Collected data entries:
--------------------------------

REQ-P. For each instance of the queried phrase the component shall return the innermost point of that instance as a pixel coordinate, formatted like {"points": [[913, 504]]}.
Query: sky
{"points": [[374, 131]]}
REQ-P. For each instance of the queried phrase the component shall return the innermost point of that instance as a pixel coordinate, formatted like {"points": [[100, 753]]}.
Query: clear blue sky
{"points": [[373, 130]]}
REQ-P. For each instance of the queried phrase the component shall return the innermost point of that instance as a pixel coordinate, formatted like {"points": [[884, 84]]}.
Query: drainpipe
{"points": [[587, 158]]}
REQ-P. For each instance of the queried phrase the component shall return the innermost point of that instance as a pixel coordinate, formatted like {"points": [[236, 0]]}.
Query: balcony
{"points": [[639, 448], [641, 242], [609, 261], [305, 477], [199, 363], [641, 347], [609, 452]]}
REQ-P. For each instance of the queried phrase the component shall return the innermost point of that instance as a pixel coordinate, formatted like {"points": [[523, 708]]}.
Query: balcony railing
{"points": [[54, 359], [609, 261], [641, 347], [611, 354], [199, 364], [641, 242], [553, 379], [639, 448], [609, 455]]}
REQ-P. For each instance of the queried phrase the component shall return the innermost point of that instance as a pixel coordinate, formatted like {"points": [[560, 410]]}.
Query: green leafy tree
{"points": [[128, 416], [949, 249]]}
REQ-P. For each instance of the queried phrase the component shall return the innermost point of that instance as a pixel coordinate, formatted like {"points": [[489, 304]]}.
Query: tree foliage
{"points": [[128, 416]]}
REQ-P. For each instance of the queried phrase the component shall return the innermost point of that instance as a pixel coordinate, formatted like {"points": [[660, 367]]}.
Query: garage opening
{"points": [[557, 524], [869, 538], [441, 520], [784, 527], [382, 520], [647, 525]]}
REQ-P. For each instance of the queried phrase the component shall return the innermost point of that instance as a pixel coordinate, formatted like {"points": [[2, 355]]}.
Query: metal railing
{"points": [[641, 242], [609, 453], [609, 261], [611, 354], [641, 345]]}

--------------------------------

▶ **Task statement**: Tally the lines of the listing above that contain the string "balcony", and state only the resulting number.

▶ **Expected answer**: 2